● THE PROBLEM
Take the records below and copy them exactly.

Stored data entries

>>>>

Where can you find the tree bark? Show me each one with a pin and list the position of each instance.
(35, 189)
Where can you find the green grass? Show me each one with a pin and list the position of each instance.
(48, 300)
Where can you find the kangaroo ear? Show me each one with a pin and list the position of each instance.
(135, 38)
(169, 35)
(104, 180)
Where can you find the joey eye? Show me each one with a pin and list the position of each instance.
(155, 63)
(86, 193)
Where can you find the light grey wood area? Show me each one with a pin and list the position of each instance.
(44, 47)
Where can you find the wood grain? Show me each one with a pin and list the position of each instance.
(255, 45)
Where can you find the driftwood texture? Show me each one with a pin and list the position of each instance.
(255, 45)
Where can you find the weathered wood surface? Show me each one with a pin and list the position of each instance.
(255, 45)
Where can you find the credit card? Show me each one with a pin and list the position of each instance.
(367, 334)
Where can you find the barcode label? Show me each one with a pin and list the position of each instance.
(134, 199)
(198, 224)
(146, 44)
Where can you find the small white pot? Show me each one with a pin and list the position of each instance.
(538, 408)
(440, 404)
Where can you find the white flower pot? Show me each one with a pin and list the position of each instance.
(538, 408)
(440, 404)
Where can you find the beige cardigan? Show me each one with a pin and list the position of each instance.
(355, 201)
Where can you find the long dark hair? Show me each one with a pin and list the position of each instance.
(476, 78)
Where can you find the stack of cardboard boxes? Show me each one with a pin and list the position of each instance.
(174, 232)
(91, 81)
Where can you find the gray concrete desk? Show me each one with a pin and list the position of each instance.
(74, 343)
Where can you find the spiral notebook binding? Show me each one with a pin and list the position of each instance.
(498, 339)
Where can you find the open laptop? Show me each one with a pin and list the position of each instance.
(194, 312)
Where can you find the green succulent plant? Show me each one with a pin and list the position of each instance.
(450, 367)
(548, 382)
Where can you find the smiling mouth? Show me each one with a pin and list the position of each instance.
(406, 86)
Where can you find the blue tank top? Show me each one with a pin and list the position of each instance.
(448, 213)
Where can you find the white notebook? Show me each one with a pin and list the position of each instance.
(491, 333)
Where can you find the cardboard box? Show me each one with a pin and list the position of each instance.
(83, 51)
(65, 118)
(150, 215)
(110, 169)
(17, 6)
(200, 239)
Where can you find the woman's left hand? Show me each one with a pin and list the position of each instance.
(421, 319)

<<<<

● PROBLEM SOLUTION
Where can you find the tree bark? Show me each one with a pin and list the position of each instance.
(35, 189)
Where can you find the green grass? Show me each one with a pin and list the position of each instance.
(48, 300)
Where can you find the kangaroo ear? Show me each one with a pin and list the position of each instance.
(135, 38)
(169, 35)
(104, 180)
Where can you find the joey eye? Show me each one with a pin and list the position of each instance.
(155, 63)
(86, 193)
Where can you find the light grey wood area? Show me each one with a pin and list the position of each instance.
(44, 47)
Where can you find the wood grain? Show me each one with a pin and list the position of each instance.
(255, 45)
Where can you find the driftwood texture? Show me each one with a pin and list the position of each instance.
(255, 45)
Where can you find the weathered wood surface? Show me each one with a pin and list the position of each instance.
(255, 45)
Where can you find the credit card? Show me each one with a pin and list the position of each instance.
(367, 334)
Where can you find the barcode label? Show me each one with a pin and list the position of each instance.
(134, 199)
(198, 224)
(146, 44)
Where can you find the small white pot? Show me each one with a pin and list the position of each instance.
(538, 408)
(440, 404)
Where can you find the white flower pot? Show me each one with a pin and list the position of each instance.
(538, 408)
(440, 404)
Where can you find the beige cardigan? Show me each one with a pin and list the position of each instance.
(355, 201)
Where can you find the long dark hair? Show me each one with a pin and list the position of each instance.
(476, 78)
Where can you find the stack of cardboard boxes? Show me each one with a pin and list the position of each instance.
(174, 232)
(91, 81)
Where can you find the gray concrete desk? Show me each one with a pin and list the position of each instance.
(74, 343)
Where can you find the spiral notebook binding? Show me each one with a pin and list the position of each instance.
(498, 339)
Where can you find the open laptop? Show me each one with a pin and list the position of each instance.
(194, 312)
Where can you find the green succulent plant? Show me each one with a pin and list the position of each instance.
(450, 367)
(548, 382)
Where can you find the smiling mouth? Show me each one with a pin and list the position of each instance.
(406, 86)
Where can you find the blue tank top? Show me each one with a pin and list the position of each instance.
(448, 213)
Where can you find the white notebook? Show me each one with a pin and list the position of each instance.
(491, 333)
Where can you find the cardboard box? Show me each one with a pin and list the position of each instance.
(83, 51)
(65, 118)
(150, 215)
(110, 169)
(17, 6)
(200, 239)
Where can you find the woman's left hand? Show me each one with a pin and list the position of each instance.
(421, 319)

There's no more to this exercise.